WHAT YOU NEED TO DO -> Copy out exactly every line from the line containing "Reviewer note: check that every instance of the white headscarf" until the records below end, inclusive of both boundary lines.

EXTRACTED MATERIAL ->
────────────────
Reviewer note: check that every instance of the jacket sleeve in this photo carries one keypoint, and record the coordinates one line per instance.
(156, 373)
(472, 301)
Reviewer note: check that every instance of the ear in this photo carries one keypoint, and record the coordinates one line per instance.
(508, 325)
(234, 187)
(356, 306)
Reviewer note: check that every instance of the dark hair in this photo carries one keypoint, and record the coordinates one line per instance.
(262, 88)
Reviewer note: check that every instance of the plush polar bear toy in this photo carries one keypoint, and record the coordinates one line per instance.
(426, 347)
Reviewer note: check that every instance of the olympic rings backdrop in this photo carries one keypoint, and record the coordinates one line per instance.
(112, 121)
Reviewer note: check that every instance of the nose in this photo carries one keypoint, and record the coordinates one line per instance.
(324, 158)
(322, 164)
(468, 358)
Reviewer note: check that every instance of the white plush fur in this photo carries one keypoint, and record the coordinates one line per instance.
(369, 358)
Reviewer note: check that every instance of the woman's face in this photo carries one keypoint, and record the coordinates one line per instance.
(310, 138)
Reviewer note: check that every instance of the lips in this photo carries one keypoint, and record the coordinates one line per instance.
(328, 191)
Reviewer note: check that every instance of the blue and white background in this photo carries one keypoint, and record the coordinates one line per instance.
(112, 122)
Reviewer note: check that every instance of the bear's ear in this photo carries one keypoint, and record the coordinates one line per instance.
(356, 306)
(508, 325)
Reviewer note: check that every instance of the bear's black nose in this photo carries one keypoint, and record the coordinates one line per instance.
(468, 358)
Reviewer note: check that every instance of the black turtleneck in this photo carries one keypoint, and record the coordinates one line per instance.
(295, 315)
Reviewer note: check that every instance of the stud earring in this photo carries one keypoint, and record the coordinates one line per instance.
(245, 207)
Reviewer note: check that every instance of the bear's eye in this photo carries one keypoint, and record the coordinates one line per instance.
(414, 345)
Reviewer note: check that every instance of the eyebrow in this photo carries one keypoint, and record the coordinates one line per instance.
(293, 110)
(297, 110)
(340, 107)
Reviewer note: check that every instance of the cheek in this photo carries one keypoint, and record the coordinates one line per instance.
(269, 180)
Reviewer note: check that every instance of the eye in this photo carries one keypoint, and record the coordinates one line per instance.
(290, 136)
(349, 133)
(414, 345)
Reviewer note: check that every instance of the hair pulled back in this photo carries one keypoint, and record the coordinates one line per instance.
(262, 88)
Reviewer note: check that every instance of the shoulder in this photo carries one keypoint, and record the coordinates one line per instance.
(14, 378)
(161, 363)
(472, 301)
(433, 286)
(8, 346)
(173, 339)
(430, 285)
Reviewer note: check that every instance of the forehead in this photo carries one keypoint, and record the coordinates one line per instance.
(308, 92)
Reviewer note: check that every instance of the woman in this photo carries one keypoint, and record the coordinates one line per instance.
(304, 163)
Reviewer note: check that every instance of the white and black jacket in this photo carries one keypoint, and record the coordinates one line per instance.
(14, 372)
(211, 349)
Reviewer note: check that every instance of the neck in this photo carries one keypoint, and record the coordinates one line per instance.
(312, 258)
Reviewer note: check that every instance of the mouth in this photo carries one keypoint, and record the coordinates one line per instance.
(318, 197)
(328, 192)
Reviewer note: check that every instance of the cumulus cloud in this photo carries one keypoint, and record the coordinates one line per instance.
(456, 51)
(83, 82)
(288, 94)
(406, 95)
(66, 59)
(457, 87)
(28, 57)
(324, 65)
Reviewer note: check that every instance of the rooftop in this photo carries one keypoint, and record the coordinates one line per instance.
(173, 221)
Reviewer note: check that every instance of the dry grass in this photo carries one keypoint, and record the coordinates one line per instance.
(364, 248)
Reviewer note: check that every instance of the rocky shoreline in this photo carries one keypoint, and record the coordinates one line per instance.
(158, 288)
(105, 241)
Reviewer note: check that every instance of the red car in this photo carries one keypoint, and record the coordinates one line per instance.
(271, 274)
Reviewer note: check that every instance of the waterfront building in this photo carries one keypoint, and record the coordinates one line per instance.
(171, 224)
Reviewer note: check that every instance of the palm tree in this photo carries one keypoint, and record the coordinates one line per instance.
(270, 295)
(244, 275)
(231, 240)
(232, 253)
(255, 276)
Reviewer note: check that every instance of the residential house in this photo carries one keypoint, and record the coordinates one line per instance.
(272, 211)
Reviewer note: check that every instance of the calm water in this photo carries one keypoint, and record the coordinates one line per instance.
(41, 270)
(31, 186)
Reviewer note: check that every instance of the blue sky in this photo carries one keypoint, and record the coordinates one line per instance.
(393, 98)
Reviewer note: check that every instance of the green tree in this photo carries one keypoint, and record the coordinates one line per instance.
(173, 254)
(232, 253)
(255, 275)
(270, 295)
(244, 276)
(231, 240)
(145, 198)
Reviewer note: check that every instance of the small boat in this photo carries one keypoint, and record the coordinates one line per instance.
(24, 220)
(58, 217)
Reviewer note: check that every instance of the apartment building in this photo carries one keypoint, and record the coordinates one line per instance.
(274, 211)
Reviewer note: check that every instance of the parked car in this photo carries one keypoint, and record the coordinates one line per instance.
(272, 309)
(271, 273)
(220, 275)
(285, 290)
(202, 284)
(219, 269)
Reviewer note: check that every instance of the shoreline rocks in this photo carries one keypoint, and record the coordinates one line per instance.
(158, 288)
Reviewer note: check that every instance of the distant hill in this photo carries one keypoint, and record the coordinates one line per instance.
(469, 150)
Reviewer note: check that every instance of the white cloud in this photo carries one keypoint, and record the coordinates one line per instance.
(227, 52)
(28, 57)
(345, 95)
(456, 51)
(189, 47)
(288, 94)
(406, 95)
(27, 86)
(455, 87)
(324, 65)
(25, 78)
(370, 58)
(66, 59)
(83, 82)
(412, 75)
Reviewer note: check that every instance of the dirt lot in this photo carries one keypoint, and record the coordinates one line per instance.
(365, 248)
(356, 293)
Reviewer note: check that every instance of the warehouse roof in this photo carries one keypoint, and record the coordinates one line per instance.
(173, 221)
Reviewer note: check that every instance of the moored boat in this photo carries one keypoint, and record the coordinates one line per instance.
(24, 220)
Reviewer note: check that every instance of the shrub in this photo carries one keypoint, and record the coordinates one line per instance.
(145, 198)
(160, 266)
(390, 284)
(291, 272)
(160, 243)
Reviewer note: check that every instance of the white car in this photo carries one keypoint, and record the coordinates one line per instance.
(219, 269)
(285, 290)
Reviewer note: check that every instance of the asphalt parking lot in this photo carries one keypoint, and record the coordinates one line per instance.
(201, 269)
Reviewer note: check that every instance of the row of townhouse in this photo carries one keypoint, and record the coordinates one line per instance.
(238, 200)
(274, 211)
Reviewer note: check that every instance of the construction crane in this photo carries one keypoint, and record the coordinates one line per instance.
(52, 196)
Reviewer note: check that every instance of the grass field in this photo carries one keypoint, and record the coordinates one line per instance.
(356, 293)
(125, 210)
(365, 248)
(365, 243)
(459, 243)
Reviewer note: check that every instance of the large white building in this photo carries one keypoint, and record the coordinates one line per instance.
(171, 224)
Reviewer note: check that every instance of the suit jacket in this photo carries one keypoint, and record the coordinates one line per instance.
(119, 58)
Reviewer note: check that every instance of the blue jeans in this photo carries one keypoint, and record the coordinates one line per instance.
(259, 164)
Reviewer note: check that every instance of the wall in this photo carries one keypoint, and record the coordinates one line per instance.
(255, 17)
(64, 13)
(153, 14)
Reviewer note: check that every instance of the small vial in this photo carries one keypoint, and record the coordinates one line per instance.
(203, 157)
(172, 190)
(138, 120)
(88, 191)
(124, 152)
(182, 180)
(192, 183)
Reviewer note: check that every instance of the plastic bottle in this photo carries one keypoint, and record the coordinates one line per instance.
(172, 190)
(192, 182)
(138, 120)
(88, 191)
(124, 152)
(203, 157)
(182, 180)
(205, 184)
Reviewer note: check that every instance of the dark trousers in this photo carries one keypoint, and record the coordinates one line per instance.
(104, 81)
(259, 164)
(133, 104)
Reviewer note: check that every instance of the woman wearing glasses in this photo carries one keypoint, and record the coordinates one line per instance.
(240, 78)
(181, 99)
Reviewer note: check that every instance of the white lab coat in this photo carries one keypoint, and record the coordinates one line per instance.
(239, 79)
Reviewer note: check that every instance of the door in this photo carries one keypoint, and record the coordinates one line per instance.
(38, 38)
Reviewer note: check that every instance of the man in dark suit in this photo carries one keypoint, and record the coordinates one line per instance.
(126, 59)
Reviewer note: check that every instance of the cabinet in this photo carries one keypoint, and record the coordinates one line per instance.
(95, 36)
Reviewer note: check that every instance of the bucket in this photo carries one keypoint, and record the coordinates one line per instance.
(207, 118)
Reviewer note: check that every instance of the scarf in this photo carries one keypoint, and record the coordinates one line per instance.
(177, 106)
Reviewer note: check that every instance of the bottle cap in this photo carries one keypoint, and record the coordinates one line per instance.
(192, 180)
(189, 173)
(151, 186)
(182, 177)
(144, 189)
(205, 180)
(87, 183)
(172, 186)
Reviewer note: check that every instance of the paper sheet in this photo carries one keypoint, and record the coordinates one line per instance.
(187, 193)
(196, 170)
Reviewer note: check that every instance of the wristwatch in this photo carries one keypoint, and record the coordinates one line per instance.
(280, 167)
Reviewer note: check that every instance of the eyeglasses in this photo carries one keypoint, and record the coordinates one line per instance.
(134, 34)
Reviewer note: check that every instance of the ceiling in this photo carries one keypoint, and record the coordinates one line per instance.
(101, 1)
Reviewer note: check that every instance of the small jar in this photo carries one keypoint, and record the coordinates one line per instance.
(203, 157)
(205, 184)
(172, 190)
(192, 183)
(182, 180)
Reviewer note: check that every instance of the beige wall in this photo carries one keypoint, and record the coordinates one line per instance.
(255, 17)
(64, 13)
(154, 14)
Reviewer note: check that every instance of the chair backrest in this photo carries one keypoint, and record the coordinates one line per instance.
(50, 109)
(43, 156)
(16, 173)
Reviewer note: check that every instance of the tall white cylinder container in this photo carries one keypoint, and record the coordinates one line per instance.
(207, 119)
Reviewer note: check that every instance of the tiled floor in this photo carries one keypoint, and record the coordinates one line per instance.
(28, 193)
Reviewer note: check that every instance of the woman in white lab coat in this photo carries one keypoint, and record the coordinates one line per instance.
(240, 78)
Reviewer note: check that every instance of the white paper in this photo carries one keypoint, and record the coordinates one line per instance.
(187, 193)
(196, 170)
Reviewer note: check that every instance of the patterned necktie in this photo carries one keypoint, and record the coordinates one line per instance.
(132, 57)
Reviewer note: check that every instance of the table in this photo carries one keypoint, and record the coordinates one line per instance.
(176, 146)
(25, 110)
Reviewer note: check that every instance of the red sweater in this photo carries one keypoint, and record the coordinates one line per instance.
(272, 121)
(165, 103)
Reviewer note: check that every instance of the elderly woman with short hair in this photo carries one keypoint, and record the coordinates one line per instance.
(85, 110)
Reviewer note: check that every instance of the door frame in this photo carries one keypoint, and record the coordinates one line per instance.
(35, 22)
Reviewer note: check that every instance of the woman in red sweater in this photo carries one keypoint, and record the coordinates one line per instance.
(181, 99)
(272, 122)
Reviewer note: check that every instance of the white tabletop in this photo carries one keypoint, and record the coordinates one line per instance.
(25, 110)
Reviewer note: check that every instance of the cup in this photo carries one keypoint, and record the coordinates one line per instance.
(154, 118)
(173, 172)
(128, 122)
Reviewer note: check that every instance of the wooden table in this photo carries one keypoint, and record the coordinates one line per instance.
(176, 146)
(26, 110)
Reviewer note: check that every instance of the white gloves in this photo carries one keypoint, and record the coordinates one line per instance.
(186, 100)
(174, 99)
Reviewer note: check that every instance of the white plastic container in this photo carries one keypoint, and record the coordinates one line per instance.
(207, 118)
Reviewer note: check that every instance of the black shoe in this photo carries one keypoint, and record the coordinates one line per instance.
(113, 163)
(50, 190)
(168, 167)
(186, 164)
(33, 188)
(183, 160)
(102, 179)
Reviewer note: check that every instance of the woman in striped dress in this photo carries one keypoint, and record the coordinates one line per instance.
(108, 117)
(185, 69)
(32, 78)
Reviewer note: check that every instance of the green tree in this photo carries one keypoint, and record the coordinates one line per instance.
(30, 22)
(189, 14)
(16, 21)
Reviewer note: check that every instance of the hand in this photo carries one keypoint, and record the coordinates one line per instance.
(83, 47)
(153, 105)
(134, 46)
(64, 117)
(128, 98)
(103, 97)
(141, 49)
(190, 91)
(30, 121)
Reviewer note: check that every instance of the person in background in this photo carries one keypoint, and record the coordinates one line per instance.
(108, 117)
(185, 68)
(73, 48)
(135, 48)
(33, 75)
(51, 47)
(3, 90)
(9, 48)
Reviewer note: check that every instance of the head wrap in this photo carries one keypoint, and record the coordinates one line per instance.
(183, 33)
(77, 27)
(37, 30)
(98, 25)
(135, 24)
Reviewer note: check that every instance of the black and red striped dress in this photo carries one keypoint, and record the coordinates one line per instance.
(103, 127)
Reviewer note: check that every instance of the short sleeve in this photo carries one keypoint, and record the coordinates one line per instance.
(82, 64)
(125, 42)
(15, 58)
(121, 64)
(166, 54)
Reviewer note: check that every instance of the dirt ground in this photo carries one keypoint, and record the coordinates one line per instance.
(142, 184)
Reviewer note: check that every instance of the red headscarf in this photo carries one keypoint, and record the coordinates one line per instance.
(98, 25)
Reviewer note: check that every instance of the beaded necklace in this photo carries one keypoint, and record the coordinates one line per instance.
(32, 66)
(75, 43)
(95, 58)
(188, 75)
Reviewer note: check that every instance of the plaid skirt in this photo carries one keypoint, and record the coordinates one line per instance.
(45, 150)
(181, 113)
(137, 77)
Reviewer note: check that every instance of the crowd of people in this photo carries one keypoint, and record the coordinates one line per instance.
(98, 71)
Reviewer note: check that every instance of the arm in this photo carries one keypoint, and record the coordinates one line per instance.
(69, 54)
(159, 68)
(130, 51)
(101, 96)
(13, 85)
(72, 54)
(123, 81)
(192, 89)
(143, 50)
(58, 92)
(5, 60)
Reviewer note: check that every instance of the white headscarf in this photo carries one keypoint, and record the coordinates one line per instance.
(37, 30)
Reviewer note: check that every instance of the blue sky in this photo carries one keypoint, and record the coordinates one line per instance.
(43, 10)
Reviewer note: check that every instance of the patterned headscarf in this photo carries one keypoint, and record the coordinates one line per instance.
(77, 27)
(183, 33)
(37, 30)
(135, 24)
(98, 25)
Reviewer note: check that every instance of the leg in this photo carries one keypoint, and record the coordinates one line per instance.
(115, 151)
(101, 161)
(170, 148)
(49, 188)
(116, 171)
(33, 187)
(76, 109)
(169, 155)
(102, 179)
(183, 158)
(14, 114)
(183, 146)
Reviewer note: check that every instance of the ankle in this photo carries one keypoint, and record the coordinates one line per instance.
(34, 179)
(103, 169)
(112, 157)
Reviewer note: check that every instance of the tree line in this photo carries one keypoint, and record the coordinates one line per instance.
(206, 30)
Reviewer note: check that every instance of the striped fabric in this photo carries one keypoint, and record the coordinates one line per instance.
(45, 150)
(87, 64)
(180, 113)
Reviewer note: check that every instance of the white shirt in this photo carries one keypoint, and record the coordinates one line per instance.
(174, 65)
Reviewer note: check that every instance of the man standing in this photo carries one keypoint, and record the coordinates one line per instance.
────────────────
COMPLETED TASK ->
Reviewer note: check that every instance of the white headscarf in this photo carries one keypoint, and record the coordinates one line per instance.
(37, 30)
Reviewer note: check that every instance of the blue sky in this photo carries one keypoint, and record the coordinates one line per instance.
(43, 10)
Reviewer note: check that every instance of the patterned headscarf in this photo carries one keypoint, and record the coordinates one line per instance.
(77, 27)
(183, 33)
(37, 30)
(135, 24)
(98, 25)
Reviewer note: check that every instance of the leg in this photo carries one keypoint, and record the coordinates one line per instance.
(115, 151)
(101, 161)
(170, 148)
(49, 188)
(116, 171)
(33, 187)
(76, 109)
(169, 155)
(102, 179)
(183, 158)
(14, 114)
(183, 146)
Reviewer note: check that every instance of the ankle in this photo carries one keypoint, and record the coordinates one line per instance.
(34, 179)
(103, 169)
(112, 157)
Reviewer note: check that every instance of the tree line in this photo carries one keypoint, and record the coordinates one line per instance.
(206, 30)
Reviewer note: check that every instance of the striped fabric in this photo carries one keypoint, and record the coordinates one line per instance.
(45, 150)
(87, 64)
(180, 113)
Reviewer note: check that every instance of the white shirt in this photo carries one keypoint, and record the coordinates one line per instance.
(174, 65)
Reviewer note: check that every instance of the man standing in this photo carries one keypoint, and record the coordinates one line per instance.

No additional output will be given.